*PASSAGE TO READ*.
<<<<
Walk into Macy’s at 13th and Market Streets (formerly John Wanamaker’s department store) from November 28 through December 31 and you’ll see crowds of people standing in the grand court staring upward at the now famous Christmas Light Show.
Yes, that’s Julie Andrews you hear.
I remember seeing the original show for the first time as a child. I could not have been more than 3 or 4 years old. The happy music, blinking lights and dancing water fountain seemed like magic to me. My grandmother then took me a few blocks east to Gimbel’s department store for a walk through the Christmas village and ultimately, a visit with Santa Claus.
I thought it would be interesting to compare the Wanamaker’s and Macy’s productions. While I like the updated version, I do miss the dancing water fountains.
The original John Wanamaker’s Christmas Light Show (archival recording 1983)
>>>>
*DATA*.
<<<<
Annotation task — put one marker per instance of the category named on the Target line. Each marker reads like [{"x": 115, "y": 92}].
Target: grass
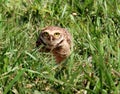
>>>>
*TASK LIST*.
1/ Answer these questions from the passage about the Christmas Light Show:
(a) On what dates can the show be seen at Macy's?
(b) Whose voice can be heard during the show?
(c) Where did the grandmother take the child after the show?
2/ Name every department store mentioned in the Christmas Light Show passage.
3/ Extend the Christmas Light Show passage by writing on from its last line.
The listing is separate material, apart from the Christmas Light Show passage.

*RESULTS OF THE EXERCISE*.
1/
(a) November 28 through December 31
(b) Julie Andrews
(c) A few blocks east, to Gimbel's department store, for a walk through the Christmas village and a visit with Santa Claus

2/ Macy's, John Wanamaker's, Gimbel's

3/
The Philadelphia John Wanamaker’s department store premiered their iconic Christmas Light Show in 1955. The show, a large music and light display several stories high, is viewable from several levels of the Philadelphia landmark. Its popularity as a holiday destination for tourists and locals alike ensured a continuous run, even after the building changed ownership from Wanamaker’s to Lord & Taylor, and now Macy’s. The show was narrated for decades by Philadelphia’s own John Facenda, locally known for reporting the news on radio and television, as well as nationally as the voice of NFL Films. Various announcers narrated the show between 1995 and 2005. Beginning in 2006, under Macy’s, Julie Andrews became the show’s narrator.
In 2007, the entire Christmas Light Show was completely modernized and rebuilt by Macy’s Parade Studio on new trusses with lighter materials and LED lighting. In 2008, a new and bigger Magic Christmas Tree with LED lights debuted. However, due to safety concerns and logistical issues, the dancing water fountains were retired and will not return.
John Wanamaker Christmas Show from the 1980’s.
The Updated Macy’s Christmas Light Show (2013)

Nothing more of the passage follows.